WHAT YOU NEED TO DO - Rewrite every line of the entries below as a numbered list, skipping blank lines and leaving out the pictures.

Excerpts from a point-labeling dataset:
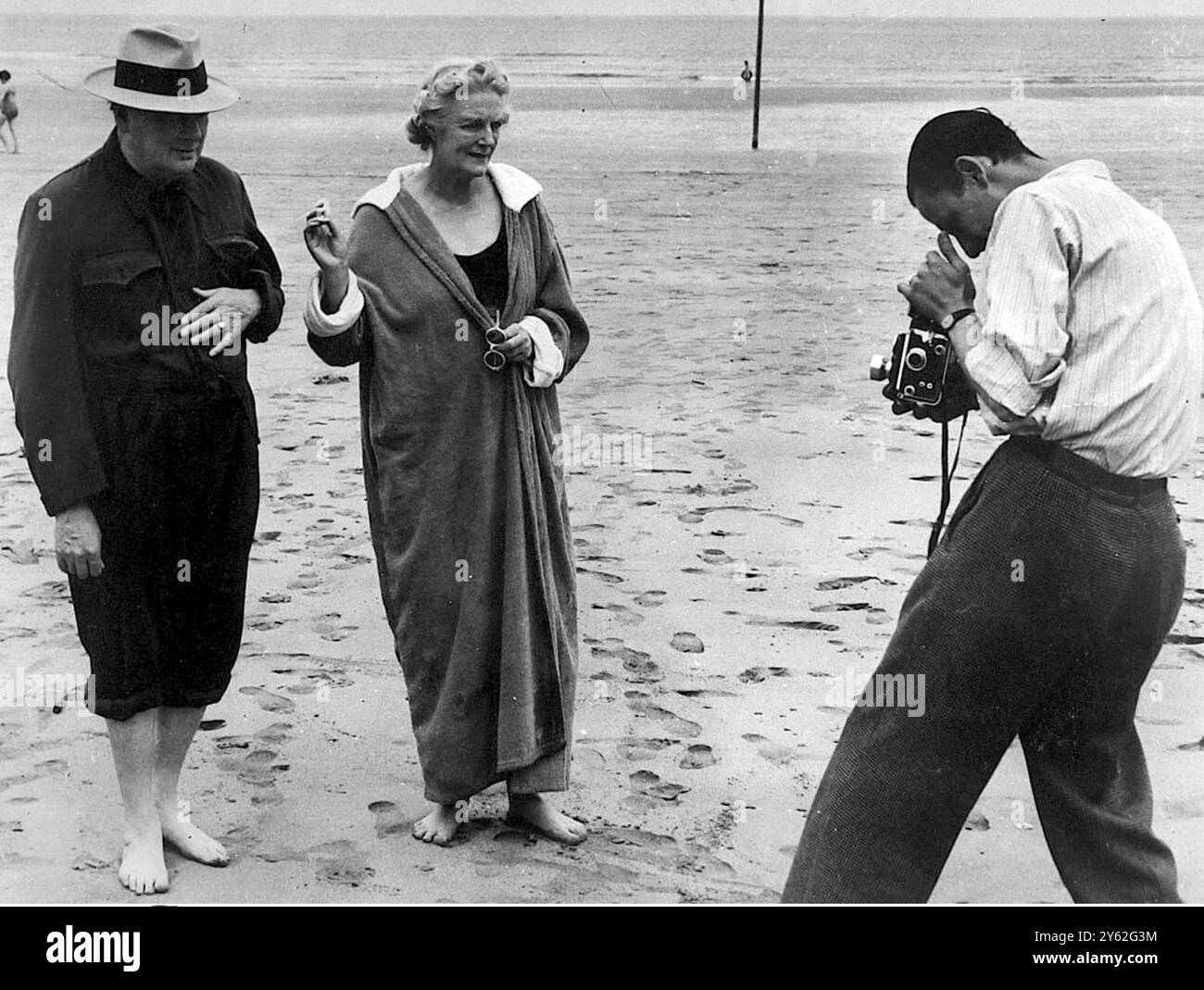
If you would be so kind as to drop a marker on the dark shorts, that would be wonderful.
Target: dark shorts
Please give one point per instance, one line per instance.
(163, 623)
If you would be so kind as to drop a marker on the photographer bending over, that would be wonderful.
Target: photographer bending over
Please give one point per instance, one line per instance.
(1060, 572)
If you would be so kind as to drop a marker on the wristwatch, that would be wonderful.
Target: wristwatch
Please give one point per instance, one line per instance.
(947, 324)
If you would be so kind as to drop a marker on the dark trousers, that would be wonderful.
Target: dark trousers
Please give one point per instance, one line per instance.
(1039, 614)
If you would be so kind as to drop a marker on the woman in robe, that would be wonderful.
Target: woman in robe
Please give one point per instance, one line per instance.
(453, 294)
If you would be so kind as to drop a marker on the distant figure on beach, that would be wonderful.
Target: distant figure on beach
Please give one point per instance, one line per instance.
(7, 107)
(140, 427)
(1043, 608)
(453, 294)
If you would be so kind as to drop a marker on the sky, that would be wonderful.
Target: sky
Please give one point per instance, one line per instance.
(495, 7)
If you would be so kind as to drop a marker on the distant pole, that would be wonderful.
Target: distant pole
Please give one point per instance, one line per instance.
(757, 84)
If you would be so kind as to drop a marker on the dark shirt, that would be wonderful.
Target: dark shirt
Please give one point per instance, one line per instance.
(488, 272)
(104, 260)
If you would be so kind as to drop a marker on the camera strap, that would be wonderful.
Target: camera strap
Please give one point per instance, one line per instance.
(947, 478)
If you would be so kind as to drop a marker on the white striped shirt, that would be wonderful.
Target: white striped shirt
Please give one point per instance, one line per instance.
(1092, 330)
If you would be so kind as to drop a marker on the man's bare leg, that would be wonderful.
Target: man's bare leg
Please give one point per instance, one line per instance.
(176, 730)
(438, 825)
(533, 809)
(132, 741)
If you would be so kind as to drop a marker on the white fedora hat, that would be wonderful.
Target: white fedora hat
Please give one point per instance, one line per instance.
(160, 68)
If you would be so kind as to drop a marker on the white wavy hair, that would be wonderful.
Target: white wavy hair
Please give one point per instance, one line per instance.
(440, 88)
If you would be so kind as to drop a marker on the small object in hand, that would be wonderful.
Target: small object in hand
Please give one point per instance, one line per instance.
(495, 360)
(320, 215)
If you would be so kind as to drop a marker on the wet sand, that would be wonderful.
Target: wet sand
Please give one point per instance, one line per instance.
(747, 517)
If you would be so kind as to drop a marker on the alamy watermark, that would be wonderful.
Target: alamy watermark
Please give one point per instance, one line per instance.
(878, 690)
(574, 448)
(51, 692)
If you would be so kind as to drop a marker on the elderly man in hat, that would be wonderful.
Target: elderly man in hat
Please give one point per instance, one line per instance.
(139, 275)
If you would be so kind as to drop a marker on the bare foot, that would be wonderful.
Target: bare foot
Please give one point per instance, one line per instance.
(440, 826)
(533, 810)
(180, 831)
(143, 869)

CORRECT RESULT -
1. If you would be so kind as to drop a marker on the dark shorts, that would be wonderful.
2. Target: dark shorts
3. Please give one point per instance, one line per instance.
4. (163, 623)
5. If you would be so kind as to drop a marker on the photographer bending over, that would be wonderful.
6. Target: photographer bending over
7. Please give one point per instance, one line per instance.
8. (1060, 572)
9. If you would be so kind as to drop a marker on the wristwatch, that would be wonderful.
10. Target: wristwatch
11. Please give one point per instance, one line per instance.
12. (947, 324)
13. If you would be so kind as to drop a marker on the dark trousers, that would be wonderful.
14. Target: dark trousers
15. Please give one point per instance, one line per instance.
16. (1039, 614)
17. If you would be so kind as to drop a marker on the woman in robe, that would be wonderful.
18. Target: woman in robe
19. Please give one point per instance, one line per instance.
20. (453, 294)
21. If you would be so kind as to drop a marker on the distant figure on beach, that would be wonderful.
22. Target: distant figure on beach
23. Please give one point per instance, one line per instance.
24. (7, 107)
25. (140, 427)
26. (1043, 608)
27. (453, 294)
28. If you would be so kind as to drop a marker on the sky, that would be wonderful.
29. Target: sky
30. Please give one point per instance, one line per instance.
31. (495, 7)
32. If you would be so kind as to drop a marker on the distant pole, that would be wonderful.
33. Target: distant pole
34. Please give one point per instance, one line per instance.
35. (757, 84)
36. If you would be so kind as to drop a marker on the dark shirt, that would be wonderful.
37. Target: dark shirt
38. Please give one point per instance, one line per instance.
39. (488, 272)
40. (104, 260)
41. If you would be so kind as to drop a marker on the camera strap, that would be wonderful.
42. Target: camera strap
43. Please give one point per instance, one line per instance.
44. (947, 478)
45. If you would be so kind as to drop a marker on the white striped shirt, that would be wonderful.
46. Target: white striped shirt
47. Please give one point per instance, one line per instance.
48. (1092, 330)
49. If you would be so kind as to drop a marker on the man's bare leg, that would be wonderful.
50. Target: man's bare leg
51. Please give one point per instance, one line per instance.
52. (176, 730)
53. (438, 825)
54. (533, 809)
55. (132, 741)
56. If you would be so kind as to drop a marker on the white fedora hat, that would be wonderful.
57. Target: white fedora hat
58. Please give one point per instance, one line per instance.
59. (160, 68)
60. If you would be so kind as to drop a marker on the white wavy hair, that would be wonderful.
61. Target: white wavy hair
62. Please give one point per instance, one line per instance.
63. (440, 88)
64. If you would be so kind as to drop a marker on the small object in hand, that would be wonderful.
65. Target: small object in hand
66. Please give one point per instance, one line per instance.
67. (495, 360)
68. (320, 215)
69. If you would be so kind as to drop a marker on the wet sand, that would be wonderful.
70. Target: wet sand
71. Please give one point per instance, one line per instance.
72. (747, 517)
73. If you would be so kind as to drop a marker on the alamy watermark, that would be wonderful.
74. Target: alamy watermark
75. Please give one point per instance, one line per instance.
76. (878, 690)
77. (574, 448)
78. (51, 692)
79. If you would be so kind as to drop a marker on the elderly man in hat, that would be wonderful.
80. Target: elderly man in hat
81. Please give one point per instance, one line per instance.
82. (139, 275)
83. If you would be so kind as to drop a marker on the bare foot, that would be wonderful.
84. Target: bare foot
85. Please give one point per instance, one line per instance.
86. (440, 826)
87. (533, 810)
88. (180, 831)
89. (143, 869)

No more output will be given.